■ **Tasks to complete**
**1)** Answer these from the passage on Brazil's land occupations:
(a) How many people has the MST settled, and on how much land?
(b) What share of MST farmers work individually?
(c) What have governors of several states said they will do if necessary?
**2)** Using the passage on Brazil's land occupations, explain in one to three sentences why the Lula government faces competing pressures over the land occupations.
**3)** Please set down the part of the passage on Brazil's land occupations starting at "The poor are" and ending at "in the countryside.", word for word.

■ **Page text**

The poor are demanding that land be distributed to them as part
of an ongoing national agrarian program.
Powerful landholders are threatening
to drive the occupiers off at gunpoint. Governors of several
states have announced that if necessary they will mobilize police
and military to keep the peace and enforce the law in the countryside.
President Luis Inacio da Silva's new
center-left national government, known as Lula, is committed
to agrarian reform, but it is also committed to international
bankers for a favorable investment climate and support of agricultural
exports.
The New York Times, the Wall Street Journal
and the Christian Science Monitor have run stories portraying
these events in ominous terms. Do the land occupations foretell
a crisis? Will the Lula government's promises of stability, growth
and credit worthiness be undermined by help to Brazil's poorest
people?
The story of the organization leading
the wave of recent land occupations provides much of the answer.
The MST, whose Portuguese name translates
as the Movement of Landless Rural Workers, has settled more than
1 million people, some 350,000 families, on more than 20 million
acres. It educates thousands of teachers, agricultural extension
agents and health workers. In spite of many difficulties and
disappointments, the settlers enjoy higher living standards,
including in schools and health care. Not only are they eating
better themselves, they are providing basic food to regional
markets.
Their organization, which started with
the chemical and machine intensive methods of Brazil's thriving
agribusiness, has now officially turned to an "agro-ecological
model." The MST promotes strong land conservation measures.
Its farmers market organic produce in many cities. Seventy percent
of them work individually, by choice, though the movement continues
to experiment with cooperative and collective production.
Most of all, participation in the MST
and the experience of becoming productive farmers have turned
tens of thousands of people who were passive victims into active
citizens. Before they were called "the marginalized"
and "the vagabonds." Now they are voting and holding
political offices. These people, along with millions of others
in Brazil's newly flourishing social movements, are shaping a
democracy that is still recovering from years of military dictatorship.

Collected data
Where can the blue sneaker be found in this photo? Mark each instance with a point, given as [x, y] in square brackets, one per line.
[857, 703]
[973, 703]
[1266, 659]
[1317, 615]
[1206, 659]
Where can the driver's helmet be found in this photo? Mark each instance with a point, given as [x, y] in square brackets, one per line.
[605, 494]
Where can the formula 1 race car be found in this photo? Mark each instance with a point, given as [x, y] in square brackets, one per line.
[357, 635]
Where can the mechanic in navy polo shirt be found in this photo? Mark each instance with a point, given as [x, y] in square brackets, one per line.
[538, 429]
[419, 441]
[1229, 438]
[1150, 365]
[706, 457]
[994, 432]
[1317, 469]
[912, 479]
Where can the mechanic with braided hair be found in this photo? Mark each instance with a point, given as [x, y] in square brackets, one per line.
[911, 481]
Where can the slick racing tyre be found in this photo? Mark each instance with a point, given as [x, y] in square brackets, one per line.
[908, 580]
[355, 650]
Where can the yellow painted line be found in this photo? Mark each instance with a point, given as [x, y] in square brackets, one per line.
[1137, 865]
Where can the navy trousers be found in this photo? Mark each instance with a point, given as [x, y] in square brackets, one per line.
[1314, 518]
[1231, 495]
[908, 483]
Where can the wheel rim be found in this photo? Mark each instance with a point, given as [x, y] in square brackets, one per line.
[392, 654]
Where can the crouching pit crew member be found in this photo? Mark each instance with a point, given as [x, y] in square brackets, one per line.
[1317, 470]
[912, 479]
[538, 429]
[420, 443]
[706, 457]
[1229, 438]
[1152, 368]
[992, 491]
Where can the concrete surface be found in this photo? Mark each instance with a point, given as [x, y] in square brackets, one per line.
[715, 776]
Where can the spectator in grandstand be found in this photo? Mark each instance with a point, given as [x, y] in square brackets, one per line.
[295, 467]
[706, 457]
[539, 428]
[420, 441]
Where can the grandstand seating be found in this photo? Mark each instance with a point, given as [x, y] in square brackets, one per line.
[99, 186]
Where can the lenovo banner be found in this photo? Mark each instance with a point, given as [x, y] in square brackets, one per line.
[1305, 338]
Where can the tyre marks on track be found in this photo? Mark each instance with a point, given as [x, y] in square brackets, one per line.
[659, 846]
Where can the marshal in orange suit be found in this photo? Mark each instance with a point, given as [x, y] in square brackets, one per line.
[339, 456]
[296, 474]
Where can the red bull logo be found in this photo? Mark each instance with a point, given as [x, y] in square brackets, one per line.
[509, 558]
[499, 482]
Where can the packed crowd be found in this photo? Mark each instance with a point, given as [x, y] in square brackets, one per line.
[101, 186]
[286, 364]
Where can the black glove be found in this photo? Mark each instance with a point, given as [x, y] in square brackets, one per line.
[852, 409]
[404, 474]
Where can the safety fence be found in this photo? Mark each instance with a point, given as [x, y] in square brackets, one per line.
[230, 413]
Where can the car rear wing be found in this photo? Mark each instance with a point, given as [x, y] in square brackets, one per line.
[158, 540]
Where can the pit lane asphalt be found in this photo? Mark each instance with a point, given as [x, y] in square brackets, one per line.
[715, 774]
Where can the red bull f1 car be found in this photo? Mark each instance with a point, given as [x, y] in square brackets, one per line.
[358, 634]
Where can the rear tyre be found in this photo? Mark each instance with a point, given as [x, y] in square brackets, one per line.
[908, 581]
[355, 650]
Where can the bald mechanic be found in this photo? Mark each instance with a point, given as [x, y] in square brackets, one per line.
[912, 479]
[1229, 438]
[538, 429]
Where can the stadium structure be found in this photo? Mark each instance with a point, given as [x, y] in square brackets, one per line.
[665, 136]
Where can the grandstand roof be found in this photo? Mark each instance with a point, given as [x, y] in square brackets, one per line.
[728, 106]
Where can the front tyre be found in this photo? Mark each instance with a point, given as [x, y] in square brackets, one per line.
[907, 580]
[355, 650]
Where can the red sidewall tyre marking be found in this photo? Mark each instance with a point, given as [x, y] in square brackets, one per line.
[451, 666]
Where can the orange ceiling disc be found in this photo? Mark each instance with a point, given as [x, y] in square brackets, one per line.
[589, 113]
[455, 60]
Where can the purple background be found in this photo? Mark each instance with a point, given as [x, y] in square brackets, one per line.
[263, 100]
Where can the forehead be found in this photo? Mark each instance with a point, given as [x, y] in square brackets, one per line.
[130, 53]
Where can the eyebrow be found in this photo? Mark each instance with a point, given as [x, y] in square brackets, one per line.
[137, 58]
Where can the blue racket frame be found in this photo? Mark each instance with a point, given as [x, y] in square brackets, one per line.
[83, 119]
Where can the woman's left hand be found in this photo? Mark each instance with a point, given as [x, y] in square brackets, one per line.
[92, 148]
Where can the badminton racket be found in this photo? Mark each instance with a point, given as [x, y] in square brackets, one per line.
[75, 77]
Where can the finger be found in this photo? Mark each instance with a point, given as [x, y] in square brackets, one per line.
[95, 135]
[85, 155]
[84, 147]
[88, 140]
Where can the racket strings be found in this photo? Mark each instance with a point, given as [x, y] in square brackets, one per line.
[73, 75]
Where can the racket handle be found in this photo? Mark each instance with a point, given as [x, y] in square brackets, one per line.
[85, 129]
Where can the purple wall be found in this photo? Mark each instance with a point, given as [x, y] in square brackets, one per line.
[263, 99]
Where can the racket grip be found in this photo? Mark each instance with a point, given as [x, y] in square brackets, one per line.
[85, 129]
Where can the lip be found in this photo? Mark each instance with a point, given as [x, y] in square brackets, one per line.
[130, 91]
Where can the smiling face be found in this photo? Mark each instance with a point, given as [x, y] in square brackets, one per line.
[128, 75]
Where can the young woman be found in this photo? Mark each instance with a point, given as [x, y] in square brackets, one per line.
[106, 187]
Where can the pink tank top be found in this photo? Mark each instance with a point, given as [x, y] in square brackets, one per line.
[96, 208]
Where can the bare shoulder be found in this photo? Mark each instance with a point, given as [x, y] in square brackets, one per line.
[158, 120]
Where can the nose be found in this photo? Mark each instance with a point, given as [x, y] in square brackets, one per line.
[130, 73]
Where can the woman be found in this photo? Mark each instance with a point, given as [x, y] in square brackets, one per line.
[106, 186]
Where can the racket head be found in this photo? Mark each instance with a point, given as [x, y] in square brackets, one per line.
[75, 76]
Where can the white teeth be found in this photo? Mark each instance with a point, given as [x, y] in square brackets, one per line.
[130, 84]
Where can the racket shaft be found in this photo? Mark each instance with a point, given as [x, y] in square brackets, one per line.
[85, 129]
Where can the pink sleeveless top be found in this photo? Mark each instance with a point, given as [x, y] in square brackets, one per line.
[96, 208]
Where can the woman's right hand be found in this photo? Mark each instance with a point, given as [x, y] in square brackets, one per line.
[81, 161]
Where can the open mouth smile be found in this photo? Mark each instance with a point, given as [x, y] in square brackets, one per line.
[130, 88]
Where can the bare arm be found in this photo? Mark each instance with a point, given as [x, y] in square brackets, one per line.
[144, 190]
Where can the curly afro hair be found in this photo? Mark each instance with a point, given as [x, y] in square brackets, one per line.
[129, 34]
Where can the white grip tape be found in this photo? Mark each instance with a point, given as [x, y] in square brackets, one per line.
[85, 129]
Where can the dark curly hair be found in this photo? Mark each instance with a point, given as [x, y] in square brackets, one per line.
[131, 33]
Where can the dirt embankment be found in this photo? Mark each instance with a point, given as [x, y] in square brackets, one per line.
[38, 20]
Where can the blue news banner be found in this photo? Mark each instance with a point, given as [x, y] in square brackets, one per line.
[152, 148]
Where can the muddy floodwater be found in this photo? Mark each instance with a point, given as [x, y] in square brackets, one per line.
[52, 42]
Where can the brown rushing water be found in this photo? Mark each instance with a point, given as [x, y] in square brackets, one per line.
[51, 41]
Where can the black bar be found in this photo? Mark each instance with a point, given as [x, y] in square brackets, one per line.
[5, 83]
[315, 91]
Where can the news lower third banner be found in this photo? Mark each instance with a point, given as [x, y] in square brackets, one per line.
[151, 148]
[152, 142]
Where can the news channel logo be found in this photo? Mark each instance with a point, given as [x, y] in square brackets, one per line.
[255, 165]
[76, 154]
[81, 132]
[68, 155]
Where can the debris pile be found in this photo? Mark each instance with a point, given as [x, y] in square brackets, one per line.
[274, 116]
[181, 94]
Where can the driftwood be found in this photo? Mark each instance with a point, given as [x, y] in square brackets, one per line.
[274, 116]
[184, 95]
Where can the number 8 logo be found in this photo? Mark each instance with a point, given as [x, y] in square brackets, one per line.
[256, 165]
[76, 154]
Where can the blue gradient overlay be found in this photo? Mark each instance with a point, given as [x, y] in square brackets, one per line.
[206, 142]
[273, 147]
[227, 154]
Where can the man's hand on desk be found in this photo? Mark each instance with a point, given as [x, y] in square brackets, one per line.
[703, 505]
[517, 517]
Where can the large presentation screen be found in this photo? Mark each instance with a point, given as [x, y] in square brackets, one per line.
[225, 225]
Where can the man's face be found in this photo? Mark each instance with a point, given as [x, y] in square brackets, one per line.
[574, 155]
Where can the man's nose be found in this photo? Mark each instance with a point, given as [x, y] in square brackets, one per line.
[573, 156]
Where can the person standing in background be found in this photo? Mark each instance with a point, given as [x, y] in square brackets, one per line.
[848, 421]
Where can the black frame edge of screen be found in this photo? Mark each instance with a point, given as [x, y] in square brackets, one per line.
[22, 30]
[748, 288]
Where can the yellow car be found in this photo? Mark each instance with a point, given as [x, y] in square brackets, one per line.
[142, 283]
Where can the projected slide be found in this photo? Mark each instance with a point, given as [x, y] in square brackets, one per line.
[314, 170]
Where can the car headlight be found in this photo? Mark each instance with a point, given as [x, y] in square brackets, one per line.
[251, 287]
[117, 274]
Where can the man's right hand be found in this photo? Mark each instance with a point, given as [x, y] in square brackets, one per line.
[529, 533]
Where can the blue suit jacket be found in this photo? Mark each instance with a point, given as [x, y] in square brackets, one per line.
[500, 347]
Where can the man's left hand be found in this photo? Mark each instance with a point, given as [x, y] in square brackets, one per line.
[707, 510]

■ **Answers to each task**
**1)**
(a) More than 1 million people, some 350,000 families, on more than 20 million acres.
(b) Seventy percent, by choice.
(c) Mobilize police and military to keep the peace and enforce the law in the countryside.

**2)** The government is committed to agrarian reform, which the poor demanding land are counting on. It is also committed to international bankers to keep a favorable investment climate and support agricultural exports, so helping Brazil's poorest people could appear to threaten its promises of stability, growth and creditworthiness.

**3)**
The poor are demanding that land be distributed to them as part
of an ongoing national agrarian program.
Powerful landholders are threatening
to drive the occupiers off at gunpoint. Governors of several
states have announced that if necessary they will mobilize police
and military to keep the peace and enforce the law in the countryside.